Raw records
**********

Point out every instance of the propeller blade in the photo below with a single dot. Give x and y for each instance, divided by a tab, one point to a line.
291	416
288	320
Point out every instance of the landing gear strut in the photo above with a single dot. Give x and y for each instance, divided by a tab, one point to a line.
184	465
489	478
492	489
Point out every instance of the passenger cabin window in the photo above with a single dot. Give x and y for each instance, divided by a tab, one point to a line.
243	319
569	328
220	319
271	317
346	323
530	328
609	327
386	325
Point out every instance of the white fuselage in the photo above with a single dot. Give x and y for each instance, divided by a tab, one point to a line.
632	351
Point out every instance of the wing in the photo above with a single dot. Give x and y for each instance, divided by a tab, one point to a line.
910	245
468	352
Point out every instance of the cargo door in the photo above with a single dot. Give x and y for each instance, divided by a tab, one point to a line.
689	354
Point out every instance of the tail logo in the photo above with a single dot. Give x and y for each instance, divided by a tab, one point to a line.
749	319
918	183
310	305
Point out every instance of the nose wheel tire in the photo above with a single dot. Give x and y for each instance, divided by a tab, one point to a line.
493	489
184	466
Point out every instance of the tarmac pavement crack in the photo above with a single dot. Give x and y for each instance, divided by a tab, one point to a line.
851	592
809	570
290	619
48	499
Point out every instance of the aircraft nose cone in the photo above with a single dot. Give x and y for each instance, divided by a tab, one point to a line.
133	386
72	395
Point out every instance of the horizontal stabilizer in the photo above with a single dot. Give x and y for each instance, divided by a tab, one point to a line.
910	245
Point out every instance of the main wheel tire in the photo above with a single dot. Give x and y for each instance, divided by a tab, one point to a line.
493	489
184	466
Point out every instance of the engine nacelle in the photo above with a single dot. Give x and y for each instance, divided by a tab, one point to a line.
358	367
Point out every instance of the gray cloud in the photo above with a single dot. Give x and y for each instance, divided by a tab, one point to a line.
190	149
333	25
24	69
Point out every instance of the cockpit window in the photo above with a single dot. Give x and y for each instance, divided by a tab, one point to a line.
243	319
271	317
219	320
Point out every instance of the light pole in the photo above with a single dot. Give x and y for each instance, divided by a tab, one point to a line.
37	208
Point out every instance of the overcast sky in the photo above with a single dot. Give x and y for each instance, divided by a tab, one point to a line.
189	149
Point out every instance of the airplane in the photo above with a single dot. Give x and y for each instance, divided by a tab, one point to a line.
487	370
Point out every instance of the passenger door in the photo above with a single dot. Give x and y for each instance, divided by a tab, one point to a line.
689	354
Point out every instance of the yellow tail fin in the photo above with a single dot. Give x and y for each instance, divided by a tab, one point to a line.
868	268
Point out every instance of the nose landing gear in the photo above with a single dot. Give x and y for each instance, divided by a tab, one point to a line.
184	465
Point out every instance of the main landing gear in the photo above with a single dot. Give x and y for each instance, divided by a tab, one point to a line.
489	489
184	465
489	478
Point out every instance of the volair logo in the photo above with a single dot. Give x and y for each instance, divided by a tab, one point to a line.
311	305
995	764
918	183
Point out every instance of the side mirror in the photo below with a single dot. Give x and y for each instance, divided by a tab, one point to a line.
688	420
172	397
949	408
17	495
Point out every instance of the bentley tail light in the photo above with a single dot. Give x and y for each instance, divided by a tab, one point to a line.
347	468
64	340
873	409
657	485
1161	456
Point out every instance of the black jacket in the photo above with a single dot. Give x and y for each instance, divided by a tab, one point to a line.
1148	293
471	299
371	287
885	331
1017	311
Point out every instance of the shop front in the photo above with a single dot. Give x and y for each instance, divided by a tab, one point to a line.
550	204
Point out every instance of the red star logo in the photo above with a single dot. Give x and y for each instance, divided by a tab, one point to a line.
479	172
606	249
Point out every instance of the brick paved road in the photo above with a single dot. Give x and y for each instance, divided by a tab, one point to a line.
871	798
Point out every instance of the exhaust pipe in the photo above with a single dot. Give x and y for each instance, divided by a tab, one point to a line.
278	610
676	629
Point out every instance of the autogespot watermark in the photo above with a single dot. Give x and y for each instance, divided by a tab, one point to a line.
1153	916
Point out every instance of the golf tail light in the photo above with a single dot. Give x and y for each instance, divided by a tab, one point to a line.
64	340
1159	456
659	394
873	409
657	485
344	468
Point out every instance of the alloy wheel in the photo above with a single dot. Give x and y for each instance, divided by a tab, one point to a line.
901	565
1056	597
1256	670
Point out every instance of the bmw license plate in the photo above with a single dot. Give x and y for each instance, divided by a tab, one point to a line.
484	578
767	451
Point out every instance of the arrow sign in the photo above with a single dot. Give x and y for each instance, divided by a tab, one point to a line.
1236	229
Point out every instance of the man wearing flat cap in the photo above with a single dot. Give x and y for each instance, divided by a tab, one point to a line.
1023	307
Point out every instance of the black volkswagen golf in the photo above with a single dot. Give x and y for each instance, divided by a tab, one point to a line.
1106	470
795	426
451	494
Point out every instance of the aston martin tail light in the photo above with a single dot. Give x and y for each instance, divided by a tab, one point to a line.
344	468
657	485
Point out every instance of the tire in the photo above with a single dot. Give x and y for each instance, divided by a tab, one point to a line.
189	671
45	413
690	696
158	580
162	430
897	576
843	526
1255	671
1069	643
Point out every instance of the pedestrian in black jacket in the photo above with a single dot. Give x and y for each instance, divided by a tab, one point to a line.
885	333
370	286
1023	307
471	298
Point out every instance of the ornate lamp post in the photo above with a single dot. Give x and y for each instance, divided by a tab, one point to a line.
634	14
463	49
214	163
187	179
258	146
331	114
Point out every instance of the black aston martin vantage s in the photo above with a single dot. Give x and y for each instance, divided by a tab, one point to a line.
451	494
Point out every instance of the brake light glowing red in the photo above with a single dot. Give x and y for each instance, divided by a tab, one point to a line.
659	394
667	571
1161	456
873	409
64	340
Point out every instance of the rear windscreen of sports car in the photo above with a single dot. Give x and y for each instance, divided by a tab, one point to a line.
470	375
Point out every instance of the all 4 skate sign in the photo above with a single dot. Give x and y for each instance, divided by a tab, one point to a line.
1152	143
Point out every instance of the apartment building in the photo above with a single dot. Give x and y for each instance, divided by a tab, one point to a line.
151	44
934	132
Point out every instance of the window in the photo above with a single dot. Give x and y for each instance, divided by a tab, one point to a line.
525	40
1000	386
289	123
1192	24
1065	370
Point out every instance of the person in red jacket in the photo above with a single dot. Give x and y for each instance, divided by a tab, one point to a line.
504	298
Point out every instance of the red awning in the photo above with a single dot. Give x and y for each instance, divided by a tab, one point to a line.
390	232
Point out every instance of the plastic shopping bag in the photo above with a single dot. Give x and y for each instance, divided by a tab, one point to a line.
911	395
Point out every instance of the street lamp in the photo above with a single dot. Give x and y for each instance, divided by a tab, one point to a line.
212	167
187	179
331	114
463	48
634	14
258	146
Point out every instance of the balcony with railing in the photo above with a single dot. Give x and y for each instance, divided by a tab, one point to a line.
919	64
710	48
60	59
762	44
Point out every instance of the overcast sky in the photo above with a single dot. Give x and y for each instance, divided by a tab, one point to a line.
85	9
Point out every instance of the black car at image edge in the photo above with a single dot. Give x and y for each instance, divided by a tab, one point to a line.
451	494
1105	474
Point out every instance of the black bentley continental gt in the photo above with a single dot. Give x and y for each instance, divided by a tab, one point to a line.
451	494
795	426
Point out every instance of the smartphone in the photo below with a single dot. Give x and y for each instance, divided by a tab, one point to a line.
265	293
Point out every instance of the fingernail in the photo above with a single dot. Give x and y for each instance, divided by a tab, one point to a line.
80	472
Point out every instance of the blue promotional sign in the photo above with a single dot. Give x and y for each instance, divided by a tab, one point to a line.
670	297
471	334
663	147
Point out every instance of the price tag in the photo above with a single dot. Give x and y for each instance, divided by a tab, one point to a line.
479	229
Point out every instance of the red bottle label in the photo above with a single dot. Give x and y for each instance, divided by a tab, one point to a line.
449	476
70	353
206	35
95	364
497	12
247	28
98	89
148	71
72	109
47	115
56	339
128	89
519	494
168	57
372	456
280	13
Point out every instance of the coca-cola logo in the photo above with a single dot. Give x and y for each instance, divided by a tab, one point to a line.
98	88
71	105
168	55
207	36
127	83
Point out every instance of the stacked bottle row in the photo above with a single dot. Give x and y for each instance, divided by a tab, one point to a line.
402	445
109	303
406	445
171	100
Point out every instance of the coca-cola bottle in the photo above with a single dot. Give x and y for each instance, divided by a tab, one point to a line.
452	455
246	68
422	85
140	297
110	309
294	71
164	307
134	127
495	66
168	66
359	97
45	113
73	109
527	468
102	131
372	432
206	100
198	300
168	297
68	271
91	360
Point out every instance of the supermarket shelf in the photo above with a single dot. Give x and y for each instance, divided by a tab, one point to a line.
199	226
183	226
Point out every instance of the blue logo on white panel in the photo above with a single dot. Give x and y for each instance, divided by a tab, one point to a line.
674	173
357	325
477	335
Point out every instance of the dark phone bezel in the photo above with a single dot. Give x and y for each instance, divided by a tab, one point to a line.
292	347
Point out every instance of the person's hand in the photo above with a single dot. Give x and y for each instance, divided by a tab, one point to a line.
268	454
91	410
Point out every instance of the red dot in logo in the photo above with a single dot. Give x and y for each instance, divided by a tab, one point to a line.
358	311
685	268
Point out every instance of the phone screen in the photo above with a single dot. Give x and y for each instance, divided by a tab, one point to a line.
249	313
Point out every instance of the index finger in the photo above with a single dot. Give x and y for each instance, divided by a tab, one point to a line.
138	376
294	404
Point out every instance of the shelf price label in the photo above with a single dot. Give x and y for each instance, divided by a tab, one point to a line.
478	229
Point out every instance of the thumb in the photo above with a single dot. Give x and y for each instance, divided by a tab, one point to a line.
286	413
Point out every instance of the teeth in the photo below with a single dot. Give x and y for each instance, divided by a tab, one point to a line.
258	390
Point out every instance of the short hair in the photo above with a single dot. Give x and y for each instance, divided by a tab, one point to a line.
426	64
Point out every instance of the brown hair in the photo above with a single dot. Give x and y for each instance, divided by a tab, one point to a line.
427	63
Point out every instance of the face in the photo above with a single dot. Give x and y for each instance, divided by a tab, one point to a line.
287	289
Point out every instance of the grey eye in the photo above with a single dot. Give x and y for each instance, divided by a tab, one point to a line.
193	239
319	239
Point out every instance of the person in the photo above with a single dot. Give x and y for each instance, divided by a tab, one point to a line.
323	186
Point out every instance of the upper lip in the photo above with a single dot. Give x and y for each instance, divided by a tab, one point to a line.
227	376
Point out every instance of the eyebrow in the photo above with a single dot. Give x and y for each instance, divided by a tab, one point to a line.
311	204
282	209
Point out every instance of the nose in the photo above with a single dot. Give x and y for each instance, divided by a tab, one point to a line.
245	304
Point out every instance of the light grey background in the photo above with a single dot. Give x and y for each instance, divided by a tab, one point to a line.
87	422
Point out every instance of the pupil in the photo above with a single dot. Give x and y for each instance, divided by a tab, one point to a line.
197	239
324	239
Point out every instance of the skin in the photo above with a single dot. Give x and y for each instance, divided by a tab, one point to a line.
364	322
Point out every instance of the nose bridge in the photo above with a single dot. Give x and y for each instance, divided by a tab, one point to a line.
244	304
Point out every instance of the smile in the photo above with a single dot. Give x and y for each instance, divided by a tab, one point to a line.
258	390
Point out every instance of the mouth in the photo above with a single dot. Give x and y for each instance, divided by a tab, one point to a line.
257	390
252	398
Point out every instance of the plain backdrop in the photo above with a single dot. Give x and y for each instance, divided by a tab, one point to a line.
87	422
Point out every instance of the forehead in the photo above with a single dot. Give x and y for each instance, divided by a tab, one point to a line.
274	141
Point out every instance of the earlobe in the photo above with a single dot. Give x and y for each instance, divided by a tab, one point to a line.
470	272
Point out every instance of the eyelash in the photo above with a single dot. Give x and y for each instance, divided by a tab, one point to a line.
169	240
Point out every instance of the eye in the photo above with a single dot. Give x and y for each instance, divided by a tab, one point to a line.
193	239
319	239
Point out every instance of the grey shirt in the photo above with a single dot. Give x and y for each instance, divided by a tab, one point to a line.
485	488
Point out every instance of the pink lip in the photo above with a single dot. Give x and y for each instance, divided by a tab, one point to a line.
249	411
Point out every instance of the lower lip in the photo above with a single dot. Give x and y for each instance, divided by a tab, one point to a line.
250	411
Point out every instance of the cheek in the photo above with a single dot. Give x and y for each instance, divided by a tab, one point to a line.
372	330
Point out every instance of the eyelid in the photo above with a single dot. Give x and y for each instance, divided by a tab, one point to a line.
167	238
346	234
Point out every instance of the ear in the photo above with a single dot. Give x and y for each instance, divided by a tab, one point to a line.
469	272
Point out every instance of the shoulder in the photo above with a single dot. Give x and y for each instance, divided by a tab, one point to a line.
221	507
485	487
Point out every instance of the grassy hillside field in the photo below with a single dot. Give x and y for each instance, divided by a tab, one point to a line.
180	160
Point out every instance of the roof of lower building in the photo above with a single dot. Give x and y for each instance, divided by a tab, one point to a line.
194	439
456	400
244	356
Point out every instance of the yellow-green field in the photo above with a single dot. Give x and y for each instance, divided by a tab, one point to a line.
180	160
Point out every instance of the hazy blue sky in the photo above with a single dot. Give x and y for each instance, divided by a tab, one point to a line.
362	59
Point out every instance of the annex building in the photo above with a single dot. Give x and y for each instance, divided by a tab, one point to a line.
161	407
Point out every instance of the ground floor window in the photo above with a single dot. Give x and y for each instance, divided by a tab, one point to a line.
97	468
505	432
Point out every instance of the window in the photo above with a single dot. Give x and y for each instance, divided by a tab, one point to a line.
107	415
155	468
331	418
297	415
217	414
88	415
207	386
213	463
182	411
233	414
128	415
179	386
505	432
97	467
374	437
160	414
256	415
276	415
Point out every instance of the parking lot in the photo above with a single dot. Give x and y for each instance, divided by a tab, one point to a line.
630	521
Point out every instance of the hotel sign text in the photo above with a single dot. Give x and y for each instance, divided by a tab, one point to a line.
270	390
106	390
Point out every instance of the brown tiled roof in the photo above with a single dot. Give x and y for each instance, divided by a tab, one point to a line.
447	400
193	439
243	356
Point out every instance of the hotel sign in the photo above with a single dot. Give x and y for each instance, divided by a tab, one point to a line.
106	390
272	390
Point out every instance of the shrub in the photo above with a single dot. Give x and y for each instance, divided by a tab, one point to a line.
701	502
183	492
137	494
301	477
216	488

**********

## SET TASK
Copy the data word for word, starting at the line that contains "Point out every instance of the hotel sign text" and ending with the last line of the data.

## EXERCISE RESPONSE
Point out every instance of the hotel sign text in the photo above with a single dot. Give x and y for each instance, divided by a tab, one point to a line.
270	390
106	390
Point out every instance of the brown tiled roof in the photo above with a single dot. Give x and y for each instance, divided by a tab, one point to a line.
447	400
193	439
243	356
Point out every instance of the hotel sign in the photo above with a single dot. Give x and y for each instance, divided by a tab, one point to a line.
106	390
272	390
Point out every instance of the shrub in the photo above with a single dot. Give x and y for each instance, divided by a tab, one point to a line.
701	502
183	492
137	494
301	477
216	488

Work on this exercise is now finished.